*** MATERIALS PROVIDED

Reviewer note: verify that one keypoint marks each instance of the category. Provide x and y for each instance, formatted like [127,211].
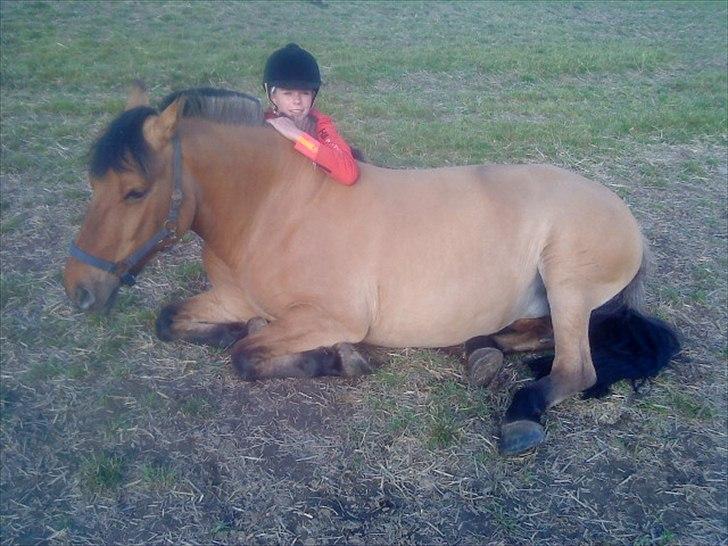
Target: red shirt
[330,151]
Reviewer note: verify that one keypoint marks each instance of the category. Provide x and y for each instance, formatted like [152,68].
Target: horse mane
[122,144]
[218,105]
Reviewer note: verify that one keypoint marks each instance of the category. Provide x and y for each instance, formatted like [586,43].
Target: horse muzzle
[89,290]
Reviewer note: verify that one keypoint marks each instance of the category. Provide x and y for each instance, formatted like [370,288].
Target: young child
[291,81]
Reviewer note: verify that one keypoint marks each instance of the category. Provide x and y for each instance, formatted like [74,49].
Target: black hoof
[353,363]
[244,363]
[520,436]
[164,323]
[483,365]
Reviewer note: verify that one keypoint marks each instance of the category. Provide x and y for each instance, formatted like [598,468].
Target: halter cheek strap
[128,268]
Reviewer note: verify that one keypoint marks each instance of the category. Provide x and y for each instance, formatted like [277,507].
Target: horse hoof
[256,324]
[483,365]
[353,363]
[520,436]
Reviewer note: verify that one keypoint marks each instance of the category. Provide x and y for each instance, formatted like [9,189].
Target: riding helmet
[291,67]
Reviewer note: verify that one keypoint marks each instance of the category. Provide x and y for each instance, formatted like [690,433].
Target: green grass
[158,476]
[102,473]
[632,94]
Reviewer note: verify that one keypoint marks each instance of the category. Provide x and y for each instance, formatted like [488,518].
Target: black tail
[625,344]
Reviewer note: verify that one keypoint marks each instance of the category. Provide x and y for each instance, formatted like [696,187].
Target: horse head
[135,203]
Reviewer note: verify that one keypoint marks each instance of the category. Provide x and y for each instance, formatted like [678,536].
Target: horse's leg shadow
[203,320]
[284,349]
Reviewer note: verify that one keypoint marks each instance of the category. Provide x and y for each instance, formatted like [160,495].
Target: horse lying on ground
[302,268]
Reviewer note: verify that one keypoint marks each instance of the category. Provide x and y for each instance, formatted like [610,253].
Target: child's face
[294,103]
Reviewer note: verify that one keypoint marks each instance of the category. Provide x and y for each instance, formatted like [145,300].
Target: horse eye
[135,195]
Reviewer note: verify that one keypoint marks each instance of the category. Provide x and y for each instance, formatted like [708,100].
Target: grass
[172,447]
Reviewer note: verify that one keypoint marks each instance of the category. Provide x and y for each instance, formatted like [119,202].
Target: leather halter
[128,268]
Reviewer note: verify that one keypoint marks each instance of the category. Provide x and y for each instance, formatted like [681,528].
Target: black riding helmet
[291,67]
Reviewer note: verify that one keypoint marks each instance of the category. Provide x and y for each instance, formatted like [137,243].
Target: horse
[303,271]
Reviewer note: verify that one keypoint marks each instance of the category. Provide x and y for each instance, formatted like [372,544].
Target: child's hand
[286,127]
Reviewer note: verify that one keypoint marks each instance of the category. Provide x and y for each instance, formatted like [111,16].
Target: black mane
[122,144]
[219,105]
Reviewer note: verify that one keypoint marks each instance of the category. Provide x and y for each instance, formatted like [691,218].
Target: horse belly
[448,299]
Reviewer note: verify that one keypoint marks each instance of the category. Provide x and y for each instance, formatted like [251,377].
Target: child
[291,81]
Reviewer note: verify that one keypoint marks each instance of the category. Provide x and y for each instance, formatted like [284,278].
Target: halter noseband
[128,268]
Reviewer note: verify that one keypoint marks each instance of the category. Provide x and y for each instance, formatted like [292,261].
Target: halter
[128,268]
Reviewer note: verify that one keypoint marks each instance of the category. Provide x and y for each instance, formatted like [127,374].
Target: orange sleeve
[330,151]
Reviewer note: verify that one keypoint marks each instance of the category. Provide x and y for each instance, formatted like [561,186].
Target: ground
[111,436]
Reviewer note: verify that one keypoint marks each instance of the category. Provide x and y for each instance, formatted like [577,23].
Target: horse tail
[625,342]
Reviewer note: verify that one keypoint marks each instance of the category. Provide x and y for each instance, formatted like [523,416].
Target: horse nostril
[84,298]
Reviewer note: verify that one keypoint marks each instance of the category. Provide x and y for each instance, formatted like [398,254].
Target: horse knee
[353,363]
[251,363]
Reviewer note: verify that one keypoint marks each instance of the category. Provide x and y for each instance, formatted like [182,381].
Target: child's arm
[330,151]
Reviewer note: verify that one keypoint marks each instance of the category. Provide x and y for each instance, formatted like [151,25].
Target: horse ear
[137,95]
[158,130]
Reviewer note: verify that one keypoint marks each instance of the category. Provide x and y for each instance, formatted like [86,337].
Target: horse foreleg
[206,319]
[572,372]
[303,343]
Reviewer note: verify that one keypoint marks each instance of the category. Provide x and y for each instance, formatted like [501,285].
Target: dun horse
[302,268]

******

» **WHAT THE EXERCISE ASKS**
Reproduce only the lines running from the one with "formatted like [398,254]." through the final line of the listing above, both ends included.

» **RESPONSE BELOW**
Reviewer note: verify that one keypoint marks each instance of the category. Provide x and y for each instance, formatted like [398,254].
Target: horse knee
[353,363]
[251,363]
Reviewer note: verify that one keypoint marks each instance of the category. Provide x and y for each instance, formatted like [182,381].
Target: child's arm
[330,151]
Reviewer note: verify that one keypoint marks each instance of the category. Provide x and y for each instance, formatted like [151,25].
Target: horse ear
[137,95]
[158,130]
Reviewer note: verify that one keypoint marks each instance of the category. Provide x and y for each instance, formatted like [86,337].
Target: horse foreleg
[206,319]
[572,372]
[303,343]
Reviewer note: verify that one keypoint marks each instance of the category. Provide x and y for each instance, formatted like [501,285].
Target: dun horse
[302,268]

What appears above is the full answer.